* WHAT YOU WILL DO:
List each line in the material below that contains the word "curb", copying every such line in full. Case counts.

* PROVIDED RECORDS:
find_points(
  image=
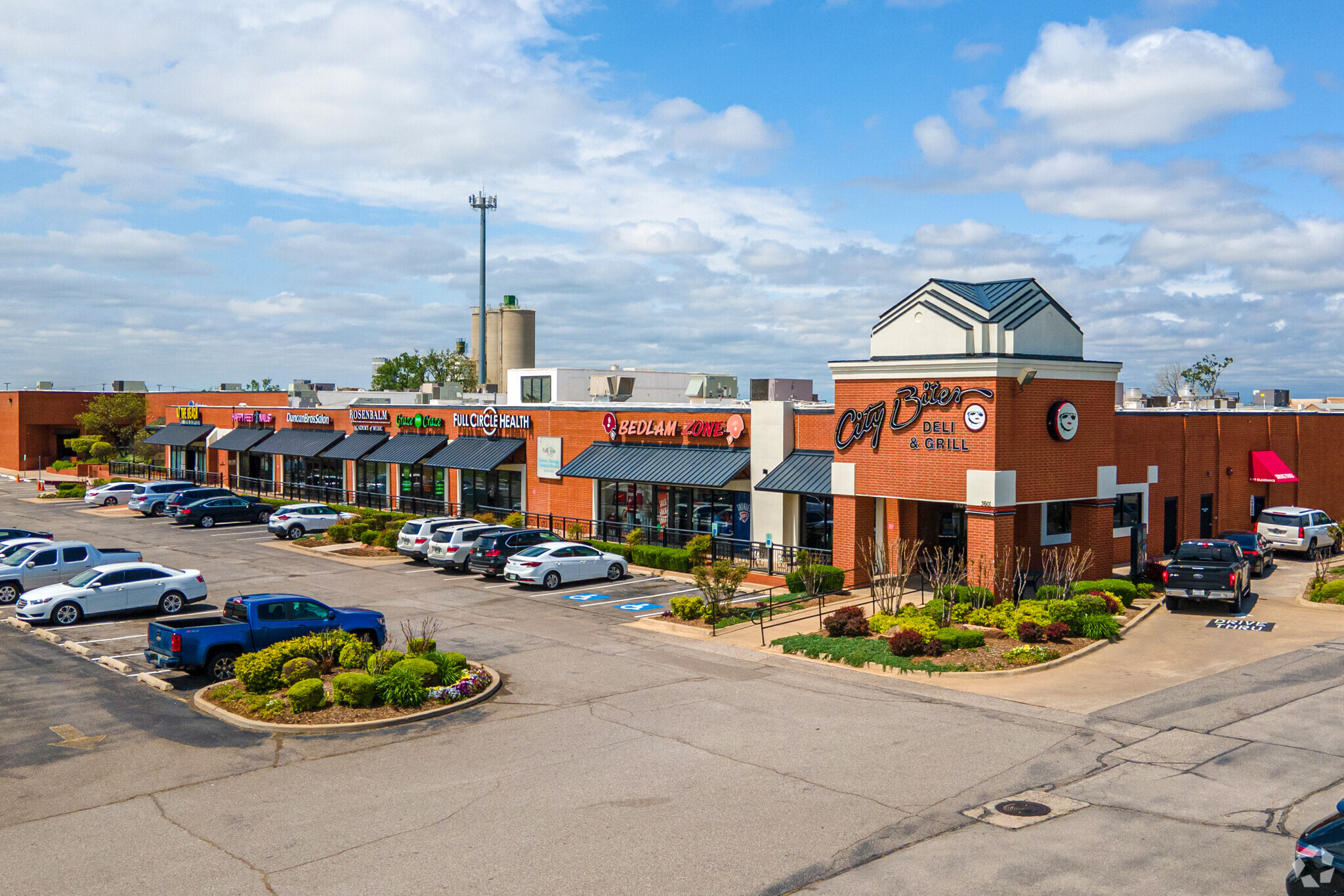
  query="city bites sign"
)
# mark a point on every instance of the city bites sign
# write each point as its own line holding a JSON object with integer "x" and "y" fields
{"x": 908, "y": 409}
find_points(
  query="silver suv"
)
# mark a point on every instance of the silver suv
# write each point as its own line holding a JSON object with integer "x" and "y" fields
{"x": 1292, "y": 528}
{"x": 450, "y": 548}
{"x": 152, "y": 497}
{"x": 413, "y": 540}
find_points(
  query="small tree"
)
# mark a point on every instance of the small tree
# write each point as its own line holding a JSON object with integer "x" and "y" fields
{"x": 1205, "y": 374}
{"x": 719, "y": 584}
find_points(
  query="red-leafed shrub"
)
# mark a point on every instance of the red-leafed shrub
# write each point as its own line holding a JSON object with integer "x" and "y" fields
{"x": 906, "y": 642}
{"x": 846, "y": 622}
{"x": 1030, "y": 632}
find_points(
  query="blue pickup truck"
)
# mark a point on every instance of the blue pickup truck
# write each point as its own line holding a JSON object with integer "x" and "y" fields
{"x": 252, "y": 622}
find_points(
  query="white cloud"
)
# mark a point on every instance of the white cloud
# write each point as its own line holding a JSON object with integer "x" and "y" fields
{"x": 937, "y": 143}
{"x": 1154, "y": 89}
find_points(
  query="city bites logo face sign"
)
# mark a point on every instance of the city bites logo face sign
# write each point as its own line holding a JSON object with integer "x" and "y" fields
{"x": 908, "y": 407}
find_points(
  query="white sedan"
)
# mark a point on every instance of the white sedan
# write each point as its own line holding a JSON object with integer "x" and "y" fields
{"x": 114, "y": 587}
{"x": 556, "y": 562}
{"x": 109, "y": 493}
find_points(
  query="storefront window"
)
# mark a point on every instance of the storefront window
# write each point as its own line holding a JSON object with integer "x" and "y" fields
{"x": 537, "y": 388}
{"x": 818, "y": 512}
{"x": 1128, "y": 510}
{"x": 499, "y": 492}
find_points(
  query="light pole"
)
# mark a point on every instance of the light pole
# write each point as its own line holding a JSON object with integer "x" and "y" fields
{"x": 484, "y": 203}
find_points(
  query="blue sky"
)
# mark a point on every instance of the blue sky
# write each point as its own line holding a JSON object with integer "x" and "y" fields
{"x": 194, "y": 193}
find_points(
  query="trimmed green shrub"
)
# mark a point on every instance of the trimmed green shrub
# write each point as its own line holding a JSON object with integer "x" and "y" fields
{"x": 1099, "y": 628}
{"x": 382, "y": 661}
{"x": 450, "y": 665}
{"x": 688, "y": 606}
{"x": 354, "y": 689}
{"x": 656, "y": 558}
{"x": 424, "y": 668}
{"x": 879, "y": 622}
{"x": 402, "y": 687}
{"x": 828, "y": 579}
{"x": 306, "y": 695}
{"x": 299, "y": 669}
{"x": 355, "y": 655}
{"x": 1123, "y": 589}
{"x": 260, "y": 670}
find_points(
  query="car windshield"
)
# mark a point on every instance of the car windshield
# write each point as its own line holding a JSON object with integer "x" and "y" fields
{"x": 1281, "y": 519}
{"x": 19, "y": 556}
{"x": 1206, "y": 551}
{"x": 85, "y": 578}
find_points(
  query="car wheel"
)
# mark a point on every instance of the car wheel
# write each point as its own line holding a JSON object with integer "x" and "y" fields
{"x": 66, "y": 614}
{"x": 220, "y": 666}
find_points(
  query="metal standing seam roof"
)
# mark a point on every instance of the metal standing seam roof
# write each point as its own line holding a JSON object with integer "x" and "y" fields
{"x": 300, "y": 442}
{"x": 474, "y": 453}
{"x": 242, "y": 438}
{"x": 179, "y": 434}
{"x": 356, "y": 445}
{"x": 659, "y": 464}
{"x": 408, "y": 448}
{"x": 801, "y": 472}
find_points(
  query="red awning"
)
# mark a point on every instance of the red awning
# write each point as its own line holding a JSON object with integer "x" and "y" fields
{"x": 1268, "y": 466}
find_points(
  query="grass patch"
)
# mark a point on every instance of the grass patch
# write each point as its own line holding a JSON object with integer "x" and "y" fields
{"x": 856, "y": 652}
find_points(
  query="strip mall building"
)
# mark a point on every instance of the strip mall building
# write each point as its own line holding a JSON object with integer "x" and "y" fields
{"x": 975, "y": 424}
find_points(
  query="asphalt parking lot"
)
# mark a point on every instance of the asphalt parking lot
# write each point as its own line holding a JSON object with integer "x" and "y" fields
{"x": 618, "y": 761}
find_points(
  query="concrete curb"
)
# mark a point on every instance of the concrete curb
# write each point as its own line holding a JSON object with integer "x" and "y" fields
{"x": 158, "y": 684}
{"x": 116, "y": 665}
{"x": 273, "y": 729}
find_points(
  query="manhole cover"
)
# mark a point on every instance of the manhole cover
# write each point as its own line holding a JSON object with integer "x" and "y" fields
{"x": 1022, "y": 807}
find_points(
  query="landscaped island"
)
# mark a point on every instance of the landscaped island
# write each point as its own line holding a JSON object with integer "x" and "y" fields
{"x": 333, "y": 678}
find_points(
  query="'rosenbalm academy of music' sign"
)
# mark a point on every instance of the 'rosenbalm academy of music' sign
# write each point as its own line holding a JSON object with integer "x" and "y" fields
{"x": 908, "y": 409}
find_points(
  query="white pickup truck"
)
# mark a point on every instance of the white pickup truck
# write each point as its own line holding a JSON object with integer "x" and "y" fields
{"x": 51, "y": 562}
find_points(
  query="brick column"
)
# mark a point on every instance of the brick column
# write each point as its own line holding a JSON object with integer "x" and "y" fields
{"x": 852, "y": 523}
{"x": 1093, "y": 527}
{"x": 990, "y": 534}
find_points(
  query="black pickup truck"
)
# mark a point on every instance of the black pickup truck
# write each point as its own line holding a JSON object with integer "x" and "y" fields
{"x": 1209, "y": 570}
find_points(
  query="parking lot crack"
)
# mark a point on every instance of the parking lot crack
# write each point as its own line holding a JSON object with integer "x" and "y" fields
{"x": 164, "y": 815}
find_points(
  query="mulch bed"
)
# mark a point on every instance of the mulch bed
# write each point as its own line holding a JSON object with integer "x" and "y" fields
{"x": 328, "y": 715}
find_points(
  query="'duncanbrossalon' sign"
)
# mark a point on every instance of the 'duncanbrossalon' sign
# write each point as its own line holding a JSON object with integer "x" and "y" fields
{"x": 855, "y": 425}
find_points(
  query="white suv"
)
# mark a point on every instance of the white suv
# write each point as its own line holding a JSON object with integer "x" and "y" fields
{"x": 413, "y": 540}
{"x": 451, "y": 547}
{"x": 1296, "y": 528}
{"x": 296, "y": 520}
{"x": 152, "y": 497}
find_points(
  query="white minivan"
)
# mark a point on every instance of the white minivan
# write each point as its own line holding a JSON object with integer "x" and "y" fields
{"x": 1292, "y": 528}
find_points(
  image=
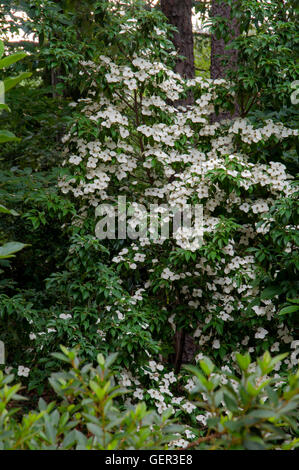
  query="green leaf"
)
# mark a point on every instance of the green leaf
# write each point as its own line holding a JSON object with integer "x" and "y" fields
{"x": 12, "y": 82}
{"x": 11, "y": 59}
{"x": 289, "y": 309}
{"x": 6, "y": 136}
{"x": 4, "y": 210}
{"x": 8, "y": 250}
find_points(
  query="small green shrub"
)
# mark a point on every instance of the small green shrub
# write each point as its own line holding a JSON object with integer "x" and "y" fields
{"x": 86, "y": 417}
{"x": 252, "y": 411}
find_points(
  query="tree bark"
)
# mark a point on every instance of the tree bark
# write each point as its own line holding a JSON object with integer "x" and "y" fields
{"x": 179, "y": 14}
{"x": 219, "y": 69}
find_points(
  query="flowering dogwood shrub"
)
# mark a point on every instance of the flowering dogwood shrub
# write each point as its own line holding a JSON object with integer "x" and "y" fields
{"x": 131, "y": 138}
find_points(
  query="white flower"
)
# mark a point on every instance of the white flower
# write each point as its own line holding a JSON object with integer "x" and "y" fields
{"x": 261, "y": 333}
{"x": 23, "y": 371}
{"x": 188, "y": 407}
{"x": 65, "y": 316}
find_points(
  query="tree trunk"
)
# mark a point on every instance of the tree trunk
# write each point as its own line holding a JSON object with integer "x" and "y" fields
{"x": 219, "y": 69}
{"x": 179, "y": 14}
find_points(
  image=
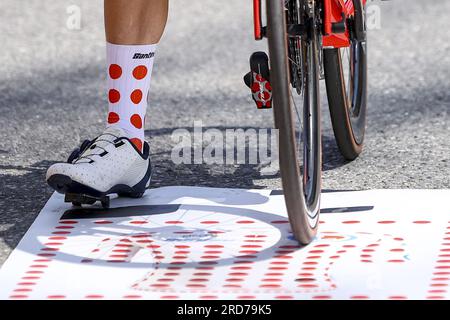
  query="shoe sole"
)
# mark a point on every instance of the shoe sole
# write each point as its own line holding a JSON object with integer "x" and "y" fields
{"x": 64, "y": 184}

* OUTPUT FOR THIS EXERCISE:
  query="concrete curb"
# mark a point on every instance of the concrete curb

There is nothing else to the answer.